Goal of the exercise - Express the records, starting at the beginning of the records and ending at the line containing "306 179 L 260", as a two-column CSV with the columns input and output. Give one row per record, with its text and its answer each in a single quoted field and line breaks replaced by spaces.

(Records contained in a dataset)
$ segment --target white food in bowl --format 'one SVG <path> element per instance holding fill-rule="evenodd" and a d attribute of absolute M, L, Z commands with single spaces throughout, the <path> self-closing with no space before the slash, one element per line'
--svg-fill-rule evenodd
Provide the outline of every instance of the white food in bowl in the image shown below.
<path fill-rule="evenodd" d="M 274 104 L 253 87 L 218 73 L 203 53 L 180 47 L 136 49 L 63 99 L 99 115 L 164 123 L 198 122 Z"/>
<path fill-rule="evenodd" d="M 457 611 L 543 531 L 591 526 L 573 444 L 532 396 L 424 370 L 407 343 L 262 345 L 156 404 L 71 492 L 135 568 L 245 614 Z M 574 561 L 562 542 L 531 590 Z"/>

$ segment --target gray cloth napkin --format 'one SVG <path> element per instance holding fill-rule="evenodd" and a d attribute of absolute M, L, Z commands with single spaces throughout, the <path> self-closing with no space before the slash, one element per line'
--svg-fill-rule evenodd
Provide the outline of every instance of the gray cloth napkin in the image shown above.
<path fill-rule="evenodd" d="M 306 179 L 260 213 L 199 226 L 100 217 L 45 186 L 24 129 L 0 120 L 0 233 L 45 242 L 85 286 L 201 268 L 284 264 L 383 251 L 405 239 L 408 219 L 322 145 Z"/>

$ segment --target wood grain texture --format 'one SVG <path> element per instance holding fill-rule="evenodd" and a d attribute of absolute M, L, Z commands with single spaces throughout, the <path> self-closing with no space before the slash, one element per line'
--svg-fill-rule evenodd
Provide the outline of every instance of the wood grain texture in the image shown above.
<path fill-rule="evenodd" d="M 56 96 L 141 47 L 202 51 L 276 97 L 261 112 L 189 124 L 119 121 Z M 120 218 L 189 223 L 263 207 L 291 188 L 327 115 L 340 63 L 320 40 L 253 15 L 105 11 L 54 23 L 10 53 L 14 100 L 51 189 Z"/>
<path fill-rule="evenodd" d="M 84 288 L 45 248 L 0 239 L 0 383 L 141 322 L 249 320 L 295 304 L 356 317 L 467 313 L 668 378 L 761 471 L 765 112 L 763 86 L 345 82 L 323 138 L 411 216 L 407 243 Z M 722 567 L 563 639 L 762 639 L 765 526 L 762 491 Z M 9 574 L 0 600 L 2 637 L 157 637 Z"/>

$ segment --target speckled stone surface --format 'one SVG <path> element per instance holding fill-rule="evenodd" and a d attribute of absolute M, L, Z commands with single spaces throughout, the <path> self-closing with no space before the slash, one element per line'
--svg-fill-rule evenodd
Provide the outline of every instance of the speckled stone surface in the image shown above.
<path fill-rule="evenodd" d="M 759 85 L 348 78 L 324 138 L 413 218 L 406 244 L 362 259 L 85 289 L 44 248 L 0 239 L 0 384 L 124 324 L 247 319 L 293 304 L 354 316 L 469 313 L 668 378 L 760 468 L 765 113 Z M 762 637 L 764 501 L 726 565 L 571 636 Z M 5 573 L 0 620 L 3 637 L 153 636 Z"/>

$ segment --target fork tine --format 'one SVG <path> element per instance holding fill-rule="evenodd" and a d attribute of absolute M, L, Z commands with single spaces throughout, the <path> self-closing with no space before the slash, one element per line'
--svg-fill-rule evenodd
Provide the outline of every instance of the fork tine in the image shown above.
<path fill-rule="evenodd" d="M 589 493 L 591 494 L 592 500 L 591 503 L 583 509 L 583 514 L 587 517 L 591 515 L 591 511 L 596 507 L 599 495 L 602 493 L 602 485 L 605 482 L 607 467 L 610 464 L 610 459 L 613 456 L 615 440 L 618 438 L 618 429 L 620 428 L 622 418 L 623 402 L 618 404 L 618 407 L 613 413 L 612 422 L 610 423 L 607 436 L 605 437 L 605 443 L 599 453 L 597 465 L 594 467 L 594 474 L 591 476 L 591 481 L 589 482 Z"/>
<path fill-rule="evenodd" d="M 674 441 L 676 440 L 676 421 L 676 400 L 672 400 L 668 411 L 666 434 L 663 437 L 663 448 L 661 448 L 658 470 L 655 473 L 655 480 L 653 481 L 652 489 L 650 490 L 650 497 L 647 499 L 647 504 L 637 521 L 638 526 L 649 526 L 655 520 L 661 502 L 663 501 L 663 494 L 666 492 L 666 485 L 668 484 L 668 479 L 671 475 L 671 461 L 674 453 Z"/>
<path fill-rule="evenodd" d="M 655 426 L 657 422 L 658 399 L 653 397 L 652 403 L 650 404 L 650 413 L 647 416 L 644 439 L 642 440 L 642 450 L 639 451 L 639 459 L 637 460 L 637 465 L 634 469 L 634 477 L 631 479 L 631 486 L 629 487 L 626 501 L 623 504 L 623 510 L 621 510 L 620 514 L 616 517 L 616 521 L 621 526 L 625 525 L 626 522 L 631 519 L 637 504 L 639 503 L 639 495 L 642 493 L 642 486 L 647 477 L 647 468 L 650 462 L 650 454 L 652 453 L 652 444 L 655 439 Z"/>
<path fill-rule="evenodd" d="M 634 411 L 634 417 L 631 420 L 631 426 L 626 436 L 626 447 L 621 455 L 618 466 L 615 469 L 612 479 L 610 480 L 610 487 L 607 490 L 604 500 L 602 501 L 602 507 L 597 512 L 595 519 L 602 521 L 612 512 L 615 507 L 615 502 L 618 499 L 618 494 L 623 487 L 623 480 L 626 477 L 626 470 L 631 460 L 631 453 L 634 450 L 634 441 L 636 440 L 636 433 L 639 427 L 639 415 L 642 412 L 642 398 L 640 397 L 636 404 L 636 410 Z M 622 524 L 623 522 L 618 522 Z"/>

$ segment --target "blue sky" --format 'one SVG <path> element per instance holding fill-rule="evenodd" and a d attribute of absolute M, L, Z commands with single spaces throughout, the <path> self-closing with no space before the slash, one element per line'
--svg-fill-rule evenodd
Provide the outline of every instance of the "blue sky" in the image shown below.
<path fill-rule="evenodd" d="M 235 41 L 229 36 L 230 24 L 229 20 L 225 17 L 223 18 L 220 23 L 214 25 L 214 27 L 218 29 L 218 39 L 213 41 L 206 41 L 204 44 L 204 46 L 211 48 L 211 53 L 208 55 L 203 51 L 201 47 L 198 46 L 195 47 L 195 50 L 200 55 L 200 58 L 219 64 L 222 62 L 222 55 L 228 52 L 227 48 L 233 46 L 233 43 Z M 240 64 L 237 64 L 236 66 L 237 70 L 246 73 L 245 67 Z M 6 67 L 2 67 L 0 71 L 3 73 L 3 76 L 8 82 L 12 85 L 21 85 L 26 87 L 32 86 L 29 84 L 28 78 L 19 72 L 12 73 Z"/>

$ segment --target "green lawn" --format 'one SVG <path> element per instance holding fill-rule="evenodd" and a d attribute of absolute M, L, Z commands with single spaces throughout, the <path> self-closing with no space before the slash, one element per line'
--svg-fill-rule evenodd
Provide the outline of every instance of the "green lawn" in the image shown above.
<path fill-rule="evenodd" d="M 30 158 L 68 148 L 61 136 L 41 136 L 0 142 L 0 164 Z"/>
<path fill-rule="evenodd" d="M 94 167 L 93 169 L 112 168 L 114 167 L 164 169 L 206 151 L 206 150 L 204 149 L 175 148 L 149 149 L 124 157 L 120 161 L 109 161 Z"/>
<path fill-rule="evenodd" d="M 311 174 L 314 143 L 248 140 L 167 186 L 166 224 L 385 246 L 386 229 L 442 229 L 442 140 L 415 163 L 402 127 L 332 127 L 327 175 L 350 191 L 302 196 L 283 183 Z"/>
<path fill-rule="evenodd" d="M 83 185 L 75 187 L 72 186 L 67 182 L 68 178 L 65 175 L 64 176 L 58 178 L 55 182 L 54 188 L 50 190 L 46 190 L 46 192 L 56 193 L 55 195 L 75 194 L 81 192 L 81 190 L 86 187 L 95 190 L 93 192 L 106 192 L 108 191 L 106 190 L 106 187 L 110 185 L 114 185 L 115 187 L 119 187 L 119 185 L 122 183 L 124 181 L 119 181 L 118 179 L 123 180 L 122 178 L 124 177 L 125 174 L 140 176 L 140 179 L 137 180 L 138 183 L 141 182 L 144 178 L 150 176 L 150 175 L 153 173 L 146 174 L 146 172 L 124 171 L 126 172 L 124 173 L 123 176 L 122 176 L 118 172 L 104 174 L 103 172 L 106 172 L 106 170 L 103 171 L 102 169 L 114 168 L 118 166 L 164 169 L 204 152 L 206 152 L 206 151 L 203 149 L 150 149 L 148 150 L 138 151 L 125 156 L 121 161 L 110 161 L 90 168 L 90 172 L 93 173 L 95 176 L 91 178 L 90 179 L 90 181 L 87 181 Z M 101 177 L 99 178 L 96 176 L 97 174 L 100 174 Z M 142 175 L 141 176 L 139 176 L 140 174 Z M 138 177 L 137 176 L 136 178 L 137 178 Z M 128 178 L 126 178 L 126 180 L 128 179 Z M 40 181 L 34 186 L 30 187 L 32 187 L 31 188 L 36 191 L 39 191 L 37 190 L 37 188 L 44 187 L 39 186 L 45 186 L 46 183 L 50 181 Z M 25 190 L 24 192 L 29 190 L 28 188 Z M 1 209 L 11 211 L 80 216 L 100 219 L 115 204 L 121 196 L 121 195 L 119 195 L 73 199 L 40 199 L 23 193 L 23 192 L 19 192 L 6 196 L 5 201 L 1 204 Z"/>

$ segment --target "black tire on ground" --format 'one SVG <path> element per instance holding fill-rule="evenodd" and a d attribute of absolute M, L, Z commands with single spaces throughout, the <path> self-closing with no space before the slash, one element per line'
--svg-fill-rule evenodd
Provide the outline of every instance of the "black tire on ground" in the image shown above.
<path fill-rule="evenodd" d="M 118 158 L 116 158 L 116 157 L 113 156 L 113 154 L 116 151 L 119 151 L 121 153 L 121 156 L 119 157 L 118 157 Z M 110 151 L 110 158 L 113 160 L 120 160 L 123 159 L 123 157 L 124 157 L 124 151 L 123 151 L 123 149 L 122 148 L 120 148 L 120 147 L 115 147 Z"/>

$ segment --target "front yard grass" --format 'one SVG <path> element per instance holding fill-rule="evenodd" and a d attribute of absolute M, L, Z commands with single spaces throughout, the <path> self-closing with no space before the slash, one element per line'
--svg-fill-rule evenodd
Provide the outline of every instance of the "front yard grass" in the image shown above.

Written answer -
input,output
"$ segment --target white food in bowl --format 'one SVG <path> element per instance holding fill-rule=""evenodd"" and a d attribute of absolute M, L, Z commands with single spaces throughout, the <path> self-closing with no space before the slash, one element per line' --svg-fill-rule evenodd Provide the outline of every instance of the white food in bowl in the image shown below.","<path fill-rule=""evenodd"" d=""M 274 104 L 253 87 L 218 73 L 203 53 L 180 47 L 136 49 L 63 99 L 99 115 L 164 123 L 198 122 Z""/> <path fill-rule=""evenodd"" d=""M 457 611 L 543 531 L 591 526 L 573 444 L 532 396 L 424 370 L 407 343 L 262 345 L 156 404 L 71 492 L 135 568 L 245 614 Z M 574 561 L 562 542 L 531 590 Z""/>"
"$ segment --target gray cloth napkin --format 'one SVG <path> element per instance holding fill-rule=""evenodd"" and a d attribute of absolute M, L, Z commands with single spaces throughout, the <path> self-closing with no space before the slash, one element per line' --svg-fill-rule evenodd Provide the outline of every instance of the gray cloth napkin in the image shown above.","<path fill-rule=""evenodd"" d=""M 306 179 L 260 213 L 199 226 L 100 217 L 45 186 L 24 129 L 0 120 L 0 233 L 45 242 L 85 286 L 201 268 L 284 264 L 383 251 L 405 239 L 408 219 L 322 145 Z""/>"